→ **WORK TO DO**
Arrange every line of the records below as a numbered list, omitting blank lines. Leave the pictures out of the answer.

━━━

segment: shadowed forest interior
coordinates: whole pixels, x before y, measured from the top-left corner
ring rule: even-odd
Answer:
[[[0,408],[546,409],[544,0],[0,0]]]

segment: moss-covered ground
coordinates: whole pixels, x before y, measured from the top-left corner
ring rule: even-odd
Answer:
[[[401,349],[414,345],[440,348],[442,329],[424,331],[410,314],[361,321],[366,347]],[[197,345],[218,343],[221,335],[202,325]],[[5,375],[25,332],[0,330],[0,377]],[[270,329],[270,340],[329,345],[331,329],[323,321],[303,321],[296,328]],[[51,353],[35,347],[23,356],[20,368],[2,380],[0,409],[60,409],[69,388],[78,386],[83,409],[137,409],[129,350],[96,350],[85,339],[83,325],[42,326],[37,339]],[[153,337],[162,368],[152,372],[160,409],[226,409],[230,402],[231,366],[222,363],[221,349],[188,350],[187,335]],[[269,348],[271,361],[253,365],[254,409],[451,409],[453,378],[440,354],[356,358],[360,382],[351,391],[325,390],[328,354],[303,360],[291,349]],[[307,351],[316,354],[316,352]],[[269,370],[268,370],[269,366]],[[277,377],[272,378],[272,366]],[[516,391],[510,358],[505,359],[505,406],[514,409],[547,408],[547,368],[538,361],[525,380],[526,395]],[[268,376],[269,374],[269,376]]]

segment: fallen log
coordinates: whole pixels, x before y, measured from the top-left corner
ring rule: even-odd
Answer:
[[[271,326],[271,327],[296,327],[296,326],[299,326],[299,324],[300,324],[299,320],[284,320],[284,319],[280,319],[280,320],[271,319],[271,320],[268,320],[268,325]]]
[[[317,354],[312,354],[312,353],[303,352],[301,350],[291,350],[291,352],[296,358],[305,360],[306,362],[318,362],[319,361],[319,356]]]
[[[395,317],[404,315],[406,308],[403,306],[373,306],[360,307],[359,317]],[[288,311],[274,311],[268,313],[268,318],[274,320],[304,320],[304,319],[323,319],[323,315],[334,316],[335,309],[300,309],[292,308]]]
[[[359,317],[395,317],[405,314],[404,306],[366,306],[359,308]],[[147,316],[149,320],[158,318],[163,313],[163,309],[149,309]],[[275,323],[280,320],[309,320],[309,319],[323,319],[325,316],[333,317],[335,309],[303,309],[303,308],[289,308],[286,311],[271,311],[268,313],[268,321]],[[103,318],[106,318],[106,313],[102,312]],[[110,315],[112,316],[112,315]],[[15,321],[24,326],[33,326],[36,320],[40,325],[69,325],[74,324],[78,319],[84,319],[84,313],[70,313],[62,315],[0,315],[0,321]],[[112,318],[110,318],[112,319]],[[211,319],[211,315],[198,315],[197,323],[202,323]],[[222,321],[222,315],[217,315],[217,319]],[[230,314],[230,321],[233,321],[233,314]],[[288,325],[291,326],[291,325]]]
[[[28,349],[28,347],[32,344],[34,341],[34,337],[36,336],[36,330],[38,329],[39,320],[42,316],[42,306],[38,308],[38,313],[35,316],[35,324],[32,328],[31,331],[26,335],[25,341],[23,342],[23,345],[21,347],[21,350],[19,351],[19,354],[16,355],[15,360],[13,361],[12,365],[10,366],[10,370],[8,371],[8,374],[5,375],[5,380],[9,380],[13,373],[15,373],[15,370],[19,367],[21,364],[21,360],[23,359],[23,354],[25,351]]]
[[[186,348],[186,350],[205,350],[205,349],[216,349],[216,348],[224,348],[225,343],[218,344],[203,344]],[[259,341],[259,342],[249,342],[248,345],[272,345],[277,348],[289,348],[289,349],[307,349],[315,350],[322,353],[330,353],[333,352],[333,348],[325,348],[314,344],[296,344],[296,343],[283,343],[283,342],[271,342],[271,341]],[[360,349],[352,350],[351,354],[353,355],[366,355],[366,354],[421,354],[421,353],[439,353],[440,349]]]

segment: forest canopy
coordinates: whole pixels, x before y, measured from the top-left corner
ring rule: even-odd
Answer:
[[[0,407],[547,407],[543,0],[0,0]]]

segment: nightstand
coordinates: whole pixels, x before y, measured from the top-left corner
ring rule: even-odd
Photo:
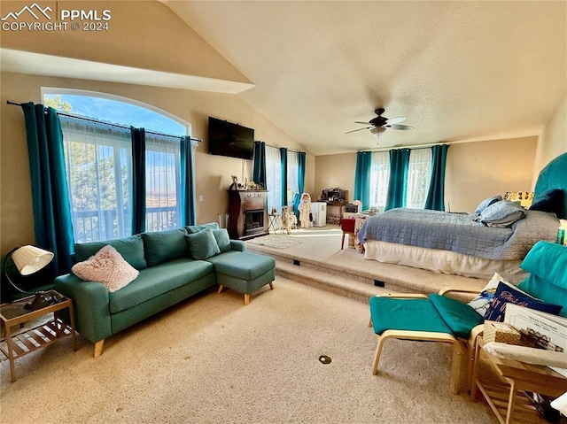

━━━

→ **ANSWER FOR THE TASK**
1. segment: shadowed forest interior
2. coordinates: whole pixels, x before y, measured from the top-left corner
3. ring rule: even-odd
4. Answer:
5. [[[0,408],[546,409],[544,0],[0,0]]]
6. segment: moss-covered ground
7. coordinates: whole pixels, x before y, measured from the top-left corner
8. ring rule: even-odd
9. Answer:
10. [[[401,349],[414,345],[440,348],[442,329],[424,331],[410,314],[361,321],[366,347]],[[197,345],[218,343],[221,335],[202,325]],[[5,375],[25,332],[0,330],[0,377]],[[270,329],[270,340],[329,345],[331,329],[323,321],[303,321],[296,328]],[[51,353],[35,347],[23,356],[20,368],[2,380],[0,409],[60,409],[69,388],[78,386],[83,409],[137,409],[129,350],[96,350],[85,339],[83,325],[42,326],[37,339]],[[153,337],[162,368],[152,372],[160,409],[226,409],[230,402],[231,366],[222,363],[221,349],[188,350],[187,335]],[[269,348],[271,361],[253,365],[254,409],[451,409],[453,378],[440,354],[356,358],[360,382],[351,391],[325,390],[328,354],[303,360],[291,349]],[[307,351],[316,354],[316,352]],[[269,370],[268,370],[269,366]],[[277,377],[272,378],[272,366]],[[516,391],[510,358],[505,359],[505,406],[514,409],[547,408],[547,368],[538,361],[525,380],[526,395]],[[268,376],[269,374],[269,376]]]
11. segment: fallen log
12. coordinates: whole pixels, x before y, measured from the top-left corner
13. ring rule: even-odd
14. Answer:
15. [[[271,326],[271,327],[296,327],[296,326],[299,326],[299,324],[300,324],[299,320],[284,320],[284,319],[280,319],[280,320],[271,319],[271,320],[268,320],[268,325]]]
16. [[[317,354],[312,354],[312,353],[303,352],[301,350],[291,350],[291,352],[296,358],[305,360],[306,362],[318,362],[319,361],[319,356]]]
17. [[[395,317],[404,315],[406,308],[403,306],[373,306],[360,307],[359,317]],[[288,311],[274,311],[268,313],[268,318],[274,320],[304,320],[304,319],[323,319],[323,315],[334,316],[335,309],[300,309],[292,308]]]
18. [[[359,317],[395,317],[405,314],[404,306],[366,306],[359,308]],[[147,316],[149,320],[158,318],[163,313],[163,309],[149,309]],[[275,323],[280,320],[309,320],[309,319],[323,319],[325,316],[333,317],[335,309],[303,309],[303,308],[289,308],[286,311],[271,311],[268,313],[268,321]],[[103,318],[106,318],[106,313],[102,312]],[[110,315],[112,316],[112,315]],[[15,321],[24,326],[33,326],[36,320],[40,325],[69,325],[74,324],[78,319],[84,319],[84,313],[70,313],[62,315],[0,315],[0,321]],[[112,318],[110,318],[112,319]],[[211,319],[211,315],[198,315],[197,323],[202,323]],[[222,321],[222,315],[217,315],[217,319]],[[230,314],[230,321],[233,321],[233,314]],[[288,325],[291,326],[291,325]]]
19. [[[28,349],[28,347],[32,344],[34,341],[34,337],[36,336],[36,330],[38,329],[39,320],[42,316],[42,306],[38,308],[38,313],[35,316],[35,324],[32,328],[31,331],[26,335],[25,341],[23,342],[23,345],[21,347],[21,350],[19,351],[19,354],[16,355],[15,360],[13,361],[12,365],[10,366],[10,370],[8,371],[8,374],[5,375],[5,380],[9,380],[13,373],[15,373],[15,370],[19,367],[21,364],[21,360],[23,359],[23,354],[25,351]]]
20. [[[186,348],[186,350],[205,350],[205,349],[216,349],[216,348],[224,348],[225,343],[218,344],[203,344]],[[259,341],[259,342],[249,342],[248,345],[272,345],[277,348],[289,348],[289,349],[307,349],[315,350],[322,353],[330,353],[333,352],[333,348],[325,348],[314,344],[296,344],[296,343],[283,343],[283,342],[271,342],[271,341]],[[360,349],[352,350],[351,354],[353,355],[366,355],[366,354],[421,354],[421,353],[439,353],[440,349]]]
21. segment: forest canopy
22. coordinates: whole pixels, x before y, measured from the top-left corner
23. ring rule: even-odd
24. Answer:
25. [[[0,407],[547,407],[543,0],[0,0]]]
26. segment: nightstand
27. coordinates: whole pixels, x before y, measured from the top-left corner
28. ring rule: even-odd
29. Photo:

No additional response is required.